Task to carry out:
Each entry below should be reproduced character for character.

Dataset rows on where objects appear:
━━━

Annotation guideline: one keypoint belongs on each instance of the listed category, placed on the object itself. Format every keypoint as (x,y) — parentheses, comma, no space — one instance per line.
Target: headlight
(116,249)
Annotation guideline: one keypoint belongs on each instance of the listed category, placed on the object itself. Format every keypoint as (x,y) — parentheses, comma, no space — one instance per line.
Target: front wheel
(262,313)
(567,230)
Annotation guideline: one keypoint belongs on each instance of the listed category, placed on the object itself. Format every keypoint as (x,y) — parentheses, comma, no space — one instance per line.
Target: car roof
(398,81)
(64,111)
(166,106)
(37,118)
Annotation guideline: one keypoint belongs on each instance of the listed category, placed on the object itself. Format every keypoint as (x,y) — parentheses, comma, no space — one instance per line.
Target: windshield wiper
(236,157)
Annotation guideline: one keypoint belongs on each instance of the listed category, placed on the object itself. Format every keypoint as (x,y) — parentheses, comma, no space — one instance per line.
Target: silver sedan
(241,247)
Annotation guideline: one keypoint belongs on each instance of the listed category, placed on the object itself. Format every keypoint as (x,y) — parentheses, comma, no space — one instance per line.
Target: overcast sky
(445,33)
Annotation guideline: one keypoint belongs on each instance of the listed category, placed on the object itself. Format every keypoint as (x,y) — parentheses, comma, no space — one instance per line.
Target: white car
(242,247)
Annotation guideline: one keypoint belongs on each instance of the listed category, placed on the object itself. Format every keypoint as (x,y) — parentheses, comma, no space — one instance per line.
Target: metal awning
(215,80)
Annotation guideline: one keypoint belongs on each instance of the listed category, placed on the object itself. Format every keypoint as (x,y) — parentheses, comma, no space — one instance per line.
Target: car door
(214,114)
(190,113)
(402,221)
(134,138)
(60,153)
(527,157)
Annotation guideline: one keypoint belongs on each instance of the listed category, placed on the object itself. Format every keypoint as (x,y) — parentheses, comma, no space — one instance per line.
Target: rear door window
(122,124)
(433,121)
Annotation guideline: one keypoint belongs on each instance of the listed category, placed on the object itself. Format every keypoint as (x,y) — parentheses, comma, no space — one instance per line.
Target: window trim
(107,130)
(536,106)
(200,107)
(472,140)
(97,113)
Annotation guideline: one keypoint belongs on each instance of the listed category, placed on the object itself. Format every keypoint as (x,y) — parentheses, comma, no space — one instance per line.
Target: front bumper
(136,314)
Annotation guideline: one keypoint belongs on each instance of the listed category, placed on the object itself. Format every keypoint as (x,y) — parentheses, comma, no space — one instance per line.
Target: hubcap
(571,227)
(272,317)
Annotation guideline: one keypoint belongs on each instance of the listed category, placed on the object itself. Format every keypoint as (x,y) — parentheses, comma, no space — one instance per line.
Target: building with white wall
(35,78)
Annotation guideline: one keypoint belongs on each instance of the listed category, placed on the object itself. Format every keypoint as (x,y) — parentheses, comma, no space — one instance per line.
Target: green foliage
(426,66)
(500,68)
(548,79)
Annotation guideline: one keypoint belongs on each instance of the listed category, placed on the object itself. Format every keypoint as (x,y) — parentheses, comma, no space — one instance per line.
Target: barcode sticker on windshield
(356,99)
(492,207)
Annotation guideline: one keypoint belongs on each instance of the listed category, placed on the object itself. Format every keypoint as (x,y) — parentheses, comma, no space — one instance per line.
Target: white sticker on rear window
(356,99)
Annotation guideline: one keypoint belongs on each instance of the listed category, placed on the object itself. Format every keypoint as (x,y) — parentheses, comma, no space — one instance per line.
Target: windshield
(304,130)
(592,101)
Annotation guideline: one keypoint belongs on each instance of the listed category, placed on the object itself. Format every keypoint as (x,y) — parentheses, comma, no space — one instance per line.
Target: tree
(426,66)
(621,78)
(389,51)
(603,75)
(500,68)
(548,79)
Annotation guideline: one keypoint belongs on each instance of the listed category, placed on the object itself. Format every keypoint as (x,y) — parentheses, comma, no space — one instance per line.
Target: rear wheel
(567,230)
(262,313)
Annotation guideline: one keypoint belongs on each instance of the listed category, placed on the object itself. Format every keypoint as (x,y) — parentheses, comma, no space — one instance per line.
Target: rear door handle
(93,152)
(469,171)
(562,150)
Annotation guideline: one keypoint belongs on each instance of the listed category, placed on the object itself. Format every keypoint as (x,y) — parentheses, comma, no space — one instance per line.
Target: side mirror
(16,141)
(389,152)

━━━

Correct response:
Annotation guideline: one keypoint belongs on each instance of the listed category, placed on the object itself. Format every keypoint as (x,y) — parentheses, comma, no space — one instance per line.
Target: headlight
(116,249)
Annotation guideline: one keypoint belongs on each instance of the listed category, placed on the object itself. Format every keypoint as (x,y) — parentheses, comma, no space — one instance per line.
Target: front wheel
(262,313)
(567,230)
Annotation guideline: one keypoint belongs on each instance of the listed category, placed on the object itself. Format every keypoint as (x,y) — parentheses, comma, no space — one instance per line.
Target: car roof
(398,81)
(64,111)
(166,106)
(37,118)
Annotation guideline: one keypoint belongs on each instance of the listed category, placed on the object itself. Format every keypoint as (x,y) — parentheses, comma, no space — one instance per line.
Target: windshield wiper
(236,157)
Annotation guideline: one keypoint belongs on each instance of the listed category, placed on the object itself. Format every keypoint as (x,y) — parentheses, comma, no space — one instance per line.
Target: silver sedan
(241,247)
Annotation guideline: one keypoint belongs on each instance of the listed category, placed on the object itself. Format every keypoint as (x,y) — parentheses, comma, no space — one instance per line.
Target: overcast sky
(445,33)
Annotation guideline: one keypoint belongs on each instance of the listed category, placed on the object itself. Format every keypoint as (x,y) — parentheses, comma, no space — one instance per line.
Target: white car
(242,247)
Annotation guideline: one keypoint belongs on each instance of the listed category, placed on the object itself. Format every keypoint as (x,y) — parentheses, comma, no space — one instance per line.
Target: metal awning
(215,80)
Annotation guideline: one keypoint belongs on each instance of the listed category, placed on the object itself. Format every keypoint as (x,y) — parentheses, comma, no space — one instance per line.
Target: car door
(214,114)
(190,113)
(402,221)
(134,138)
(60,153)
(527,157)
Annotation guideline: one keypoint belongs on each instance of the listed category, placed on the object itself. Format every keypoint as (x,y) — parentheses, comma, no space — one instance per line.
Target: rear door window
(122,124)
(433,121)
Annotation guideline: one keypoint belongs on each instance of the listed category, placed on the object itself. Format every keypoint as (x,y) — parentheses, comma, no space — one instance per line.
Target: window trim
(107,130)
(536,106)
(200,107)
(472,140)
(97,113)
Annotation guideline: one keypoint belongs on each instance of the listed category, placed on the object itself. Format every keypoint as (x,y) — parentheses, comma, no space — one instance per line.
Target: front bumper
(136,314)
Annotation guideline: one keypoint belongs on each instance of the listed category, placed on the object itself. Format every keypoint as (x,y) — parentheses, comma, no space — one instance per line.
Target: hubcap
(571,227)
(272,317)
Annotation guideline: one keypoint belongs on each instance of the listed category, placed on the object itself. Format every keypoint as (x,y) — parentheses, comma, no space — one instance per line.
Target: building with white wall
(35,78)
Annotation guideline: one keypoint belongs on each instance of the listed category, placed on the object itself. Format every keypoint as (x,y) — parentheses, comma, no space — one instance per line.
Target: green foliage
(426,66)
(500,68)
(548,79)
Annotation guideline: one keypoint belongs on each instance of the listed category, placed on the object itself. Format every keypoint as (x,y) — parentheses, comma, no space — one instance per line.
Target: barcode sticker on windshield
(356,99)
(492,207)
Annotation guideline: one keypoint belongs on each instance of the listed category, placed on the object itself. Format every keypoint as (x,y) — parentheses, comma, no space — one instance per line.
Target: white sticker on rear window
(356,99)
Annotation guideline: one keypoint belongs on each instance of the listed category, placed on the object itself. Format every keypoint as (x,y) — parentheses, comma, no space — one instance per line.
Target: windshield
(304,130)
(592,101)
Annotation guideline: one keypoint belongs on each instance of the listed category, placed on the object itself. Format every keypoint as (x,y) — parentheses, comma, no space — one instance per line.
Target: tree
(426,66)
(621,78)
(389,51)
(603,75)
(500,68)
(548,79)
Annotation guideline: one keypoint belongs on each instance of the listed category, placed on the object itself. Format every keypoint as (x,y) — parentheses, comma, no space — one instance per line.
Target: rear wheel
(567,230)
(262,313)
Annotation guideline: one keypoint belongs on each instance of the listed category, placed on the object itself. Format every keypoint as (x,y) — parentheses, comma, no space — one instance per line.
Target: rear door handle
(93,152)
(469,171)
(562,150)
Annotation guideline: one keypoint belongs on each instance of the listed category, placed on the object itself. Format every keypoint as (x,y) — parentheses, comma, no space — one instance per line.
Target: side mirror
(16,141)
(389,152)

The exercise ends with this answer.